PROBLEM TO WORK ON
Please update everything from the line containing "of the teeth" down to the end of the material, swapping "marker" for "dot" and leaving all else unchanged.

Items from a data source:
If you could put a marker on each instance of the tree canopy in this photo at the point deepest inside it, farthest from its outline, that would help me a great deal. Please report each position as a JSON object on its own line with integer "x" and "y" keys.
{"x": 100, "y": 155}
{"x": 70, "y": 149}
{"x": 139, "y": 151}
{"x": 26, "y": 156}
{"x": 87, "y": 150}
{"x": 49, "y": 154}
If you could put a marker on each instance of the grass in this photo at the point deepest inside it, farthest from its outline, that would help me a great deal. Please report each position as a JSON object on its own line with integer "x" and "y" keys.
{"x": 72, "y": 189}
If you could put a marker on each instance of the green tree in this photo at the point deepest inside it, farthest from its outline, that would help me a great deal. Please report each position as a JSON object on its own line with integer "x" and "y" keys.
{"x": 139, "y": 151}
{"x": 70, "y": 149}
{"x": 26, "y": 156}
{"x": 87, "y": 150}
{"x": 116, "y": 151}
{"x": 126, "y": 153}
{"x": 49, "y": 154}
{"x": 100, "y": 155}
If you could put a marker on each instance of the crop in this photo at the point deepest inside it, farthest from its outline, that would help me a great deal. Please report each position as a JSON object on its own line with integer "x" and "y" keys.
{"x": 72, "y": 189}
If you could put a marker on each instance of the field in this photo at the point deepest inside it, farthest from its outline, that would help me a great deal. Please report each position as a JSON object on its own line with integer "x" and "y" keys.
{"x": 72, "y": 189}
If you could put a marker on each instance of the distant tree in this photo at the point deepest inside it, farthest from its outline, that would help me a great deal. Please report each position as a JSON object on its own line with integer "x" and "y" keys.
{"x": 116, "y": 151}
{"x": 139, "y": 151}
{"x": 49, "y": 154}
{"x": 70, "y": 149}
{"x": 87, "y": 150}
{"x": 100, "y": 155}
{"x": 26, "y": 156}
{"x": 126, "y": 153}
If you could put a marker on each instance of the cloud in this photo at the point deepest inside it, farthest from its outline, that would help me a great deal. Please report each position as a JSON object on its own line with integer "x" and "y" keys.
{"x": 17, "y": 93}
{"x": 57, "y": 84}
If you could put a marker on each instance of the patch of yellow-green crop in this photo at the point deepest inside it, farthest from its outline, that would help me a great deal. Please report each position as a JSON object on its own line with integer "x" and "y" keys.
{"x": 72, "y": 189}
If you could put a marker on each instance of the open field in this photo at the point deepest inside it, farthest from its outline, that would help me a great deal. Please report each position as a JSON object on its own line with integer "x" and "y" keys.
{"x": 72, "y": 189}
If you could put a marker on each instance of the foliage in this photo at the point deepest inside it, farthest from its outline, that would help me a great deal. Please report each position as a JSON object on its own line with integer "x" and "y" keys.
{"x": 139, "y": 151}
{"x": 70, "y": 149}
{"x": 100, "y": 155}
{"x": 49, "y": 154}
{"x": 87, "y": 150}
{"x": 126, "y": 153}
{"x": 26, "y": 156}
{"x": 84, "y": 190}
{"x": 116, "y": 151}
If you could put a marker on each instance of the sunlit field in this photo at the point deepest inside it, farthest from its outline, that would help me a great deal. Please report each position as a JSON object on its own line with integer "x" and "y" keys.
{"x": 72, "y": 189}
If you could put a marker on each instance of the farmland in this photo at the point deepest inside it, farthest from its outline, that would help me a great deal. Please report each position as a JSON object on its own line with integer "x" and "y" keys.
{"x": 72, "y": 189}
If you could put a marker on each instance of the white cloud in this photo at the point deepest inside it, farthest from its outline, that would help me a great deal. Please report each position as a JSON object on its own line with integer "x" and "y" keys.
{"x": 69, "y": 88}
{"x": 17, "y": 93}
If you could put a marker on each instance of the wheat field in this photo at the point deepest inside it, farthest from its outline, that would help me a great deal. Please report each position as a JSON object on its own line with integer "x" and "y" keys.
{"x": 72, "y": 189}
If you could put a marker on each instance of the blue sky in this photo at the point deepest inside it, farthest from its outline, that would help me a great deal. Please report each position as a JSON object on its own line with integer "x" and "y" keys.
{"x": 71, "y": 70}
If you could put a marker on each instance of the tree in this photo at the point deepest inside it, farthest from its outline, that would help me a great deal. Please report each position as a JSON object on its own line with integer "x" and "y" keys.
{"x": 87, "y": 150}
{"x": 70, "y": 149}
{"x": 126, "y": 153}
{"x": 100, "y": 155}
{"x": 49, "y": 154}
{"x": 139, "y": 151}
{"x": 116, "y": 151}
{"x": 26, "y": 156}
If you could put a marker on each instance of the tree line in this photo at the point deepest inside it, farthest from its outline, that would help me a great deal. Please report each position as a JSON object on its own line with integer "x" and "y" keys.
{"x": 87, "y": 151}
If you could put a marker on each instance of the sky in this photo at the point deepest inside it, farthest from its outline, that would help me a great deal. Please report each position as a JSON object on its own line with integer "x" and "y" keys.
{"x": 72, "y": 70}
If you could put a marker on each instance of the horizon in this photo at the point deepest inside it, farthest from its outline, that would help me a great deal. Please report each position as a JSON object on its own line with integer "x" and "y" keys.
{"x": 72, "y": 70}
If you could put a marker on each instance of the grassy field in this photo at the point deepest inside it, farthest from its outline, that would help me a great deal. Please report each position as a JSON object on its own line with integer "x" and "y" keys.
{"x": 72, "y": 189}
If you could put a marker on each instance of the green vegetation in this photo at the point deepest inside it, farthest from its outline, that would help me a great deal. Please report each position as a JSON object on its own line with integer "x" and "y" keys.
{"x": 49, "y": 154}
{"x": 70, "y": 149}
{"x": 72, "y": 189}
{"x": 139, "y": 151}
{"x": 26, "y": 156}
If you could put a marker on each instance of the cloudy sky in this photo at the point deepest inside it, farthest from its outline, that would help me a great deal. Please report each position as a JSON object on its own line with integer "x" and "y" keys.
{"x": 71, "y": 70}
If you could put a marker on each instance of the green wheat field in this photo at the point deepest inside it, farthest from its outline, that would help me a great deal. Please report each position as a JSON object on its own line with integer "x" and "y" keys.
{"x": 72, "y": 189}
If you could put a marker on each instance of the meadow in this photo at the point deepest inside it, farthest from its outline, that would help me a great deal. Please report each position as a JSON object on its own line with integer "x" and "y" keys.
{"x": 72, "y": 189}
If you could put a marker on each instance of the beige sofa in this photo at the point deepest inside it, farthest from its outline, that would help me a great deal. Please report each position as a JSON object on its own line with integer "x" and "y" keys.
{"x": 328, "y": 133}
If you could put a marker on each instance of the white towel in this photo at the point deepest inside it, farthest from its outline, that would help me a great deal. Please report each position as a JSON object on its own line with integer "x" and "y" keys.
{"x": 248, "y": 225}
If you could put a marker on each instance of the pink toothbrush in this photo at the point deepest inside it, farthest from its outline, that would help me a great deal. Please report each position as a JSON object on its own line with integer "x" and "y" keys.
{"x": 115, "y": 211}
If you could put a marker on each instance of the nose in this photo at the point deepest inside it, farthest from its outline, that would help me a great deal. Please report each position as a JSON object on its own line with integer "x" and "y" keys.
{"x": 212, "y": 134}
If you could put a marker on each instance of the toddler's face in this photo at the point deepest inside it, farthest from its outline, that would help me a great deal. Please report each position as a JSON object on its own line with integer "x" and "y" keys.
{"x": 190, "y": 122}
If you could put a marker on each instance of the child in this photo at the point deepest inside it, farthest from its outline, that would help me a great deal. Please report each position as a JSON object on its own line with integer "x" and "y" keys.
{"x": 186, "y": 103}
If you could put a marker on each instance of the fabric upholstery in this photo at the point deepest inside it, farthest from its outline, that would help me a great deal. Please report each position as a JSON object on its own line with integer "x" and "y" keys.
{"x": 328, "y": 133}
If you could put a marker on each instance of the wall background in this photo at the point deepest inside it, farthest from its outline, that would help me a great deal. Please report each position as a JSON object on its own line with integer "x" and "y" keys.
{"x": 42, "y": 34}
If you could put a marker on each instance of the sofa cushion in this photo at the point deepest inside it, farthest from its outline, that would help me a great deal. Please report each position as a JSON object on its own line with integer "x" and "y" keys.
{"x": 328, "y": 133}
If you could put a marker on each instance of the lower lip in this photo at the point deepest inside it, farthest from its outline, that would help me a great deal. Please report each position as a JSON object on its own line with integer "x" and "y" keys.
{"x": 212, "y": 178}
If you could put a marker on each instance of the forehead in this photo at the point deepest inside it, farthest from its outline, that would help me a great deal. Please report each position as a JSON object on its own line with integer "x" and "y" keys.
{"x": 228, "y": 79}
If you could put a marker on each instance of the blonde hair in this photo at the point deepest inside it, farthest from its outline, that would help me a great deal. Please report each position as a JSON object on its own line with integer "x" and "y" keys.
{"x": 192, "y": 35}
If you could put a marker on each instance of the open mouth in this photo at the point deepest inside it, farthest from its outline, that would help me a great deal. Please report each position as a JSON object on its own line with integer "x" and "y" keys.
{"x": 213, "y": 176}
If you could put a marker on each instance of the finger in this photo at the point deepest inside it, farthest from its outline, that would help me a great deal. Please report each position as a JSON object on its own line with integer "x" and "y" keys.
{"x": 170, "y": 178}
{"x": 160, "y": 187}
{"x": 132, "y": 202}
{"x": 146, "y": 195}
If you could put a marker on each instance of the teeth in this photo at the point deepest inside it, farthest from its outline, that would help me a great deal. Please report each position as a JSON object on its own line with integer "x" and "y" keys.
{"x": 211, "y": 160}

FINAL RESULT
If you could put a dot on each instance of the teeth in this photo at the point deepest inside it, farthest from its outline, that would help me a great deal. Please report each position as a JSON object on its own line with integer "x" and "y" keys.
{"x": 211, "y": 160}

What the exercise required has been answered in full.